[BEGIN]

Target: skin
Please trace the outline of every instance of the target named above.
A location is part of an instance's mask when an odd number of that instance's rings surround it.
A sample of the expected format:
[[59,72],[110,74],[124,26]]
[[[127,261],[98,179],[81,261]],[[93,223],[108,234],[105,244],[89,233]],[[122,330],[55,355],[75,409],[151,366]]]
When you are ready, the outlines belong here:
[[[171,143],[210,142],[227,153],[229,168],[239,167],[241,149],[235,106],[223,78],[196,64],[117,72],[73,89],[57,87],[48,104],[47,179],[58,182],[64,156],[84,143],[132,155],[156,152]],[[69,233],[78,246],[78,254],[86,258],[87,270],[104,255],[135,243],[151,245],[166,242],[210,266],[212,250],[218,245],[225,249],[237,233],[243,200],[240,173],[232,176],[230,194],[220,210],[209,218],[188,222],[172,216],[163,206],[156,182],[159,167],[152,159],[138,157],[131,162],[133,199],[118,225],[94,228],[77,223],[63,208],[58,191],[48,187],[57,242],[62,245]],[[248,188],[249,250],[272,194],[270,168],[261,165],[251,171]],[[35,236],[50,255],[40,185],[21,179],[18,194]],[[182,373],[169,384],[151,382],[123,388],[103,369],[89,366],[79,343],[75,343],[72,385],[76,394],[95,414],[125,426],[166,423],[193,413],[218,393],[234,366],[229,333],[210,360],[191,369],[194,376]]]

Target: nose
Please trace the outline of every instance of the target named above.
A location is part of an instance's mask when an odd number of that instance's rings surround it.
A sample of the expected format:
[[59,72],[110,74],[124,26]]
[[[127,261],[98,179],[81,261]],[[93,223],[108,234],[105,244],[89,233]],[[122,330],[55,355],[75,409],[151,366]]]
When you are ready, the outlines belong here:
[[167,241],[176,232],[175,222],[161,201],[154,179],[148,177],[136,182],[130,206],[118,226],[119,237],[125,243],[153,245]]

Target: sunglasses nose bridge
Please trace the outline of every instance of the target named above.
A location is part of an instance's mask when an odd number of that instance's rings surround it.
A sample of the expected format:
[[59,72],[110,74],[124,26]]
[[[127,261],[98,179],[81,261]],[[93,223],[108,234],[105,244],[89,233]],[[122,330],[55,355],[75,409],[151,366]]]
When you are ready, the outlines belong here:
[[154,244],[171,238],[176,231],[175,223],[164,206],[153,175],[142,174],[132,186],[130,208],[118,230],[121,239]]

[END]

→ **GIVEN EXERCISE**:
Rewrite the data above with each occurrence of "location" replaced by "point", leaving everything else unchanged.

→ **SOLUTION FOR THIS PROBLEM**:
Target: skin
Please trace the outline of every instance of the target named above.
A point is part of an instance's mask when an odd number of that instance's rings surround it.
A sample of the expected format:
[[59,72],[110,74],[124,26]]
[[[127,261],[98,179],[81,261]],[[93,223],[108,234],[105,244],[89,233]],[[122,330],[55,355],[75,409],[151,366]]]
When you are ready, the outlines belong here:
[[[171,143],[210,142],[227,153],[229,168],[239,167],[241,149],[235,106],[223,78],[196,64],[117,72],[73,89],[57,87],[48,104],[47,179],[58,182],[64,156],[84,143],[132,155],[156,152]],[[69,233],[78,246],[78,254],[86,258],[87,270],[104,255],[135,243],[151,245],[166,242],[210,266],[212,250],[218,245],[225,249],[237,233],[243,200],[240,173],[232,176],[230,194],[220,210],[209,218],[188,222],[172,216],[163,206],[156,182],[159,167],[152,159],[138,157],[131,162],[133,199],[118,225],[94,228],[77,223],[63,208],[58,191],[48,187],[57,242],[62,245]],[[248,188],[249,250],[272,194],[270,168],[261,165],[251,171]],[[35,236],[50,255],[40,185],[21,179],[18,194]],[[182,373],[169,384],[151,382],[123,388],[103,369],[89,366],[79,343],[75,343],[72,385],[76,394],[95,414],[125,426],[166,423],[193,413],[218,393],[234,366],[229,333],[210,360],[191,369],[194,376]]]

Target: nose
Please trace the outline of every instance of the target named above.
A point is part of an instance's mask when an odd number of that instance's rings surround it.
A sample of the expected format:
[[59,72],[110,74],[124,26]]
[[[127,261],[98,179],[81,261]],[[93,223],[108,234],[105,244],[89,233]],[[122,330],[55,355],[75,409],[151,366]]]
When you are ready, the outlines belong here:
[[167,241],[176,232],[175,222],[161,201],[154,179],[148,177],[136,182],[130,206],[118,226],[119,237],[125,243],[153,245]]

Target: sunglasses nose bridge
Please trace the outline of every instance of the target named above.
A point is part of an instance's mask when an odd number of that instance's rings surround it.
A sample of the expected format:
[[59,72],[110,74],[124,26]]
[[[127,261],[98,179],[81,261]],[[93,223],[108,234],[105,244],[89,233]],[[122,330],[55,355],[75,409],[151,366]]]
When you are ready, the outlines belong here:
[[154,244],[171,238],[176,231],[175,223],[164,206],[153,175],[142,174],[132,186],[130,208],[118,230],[121,239]]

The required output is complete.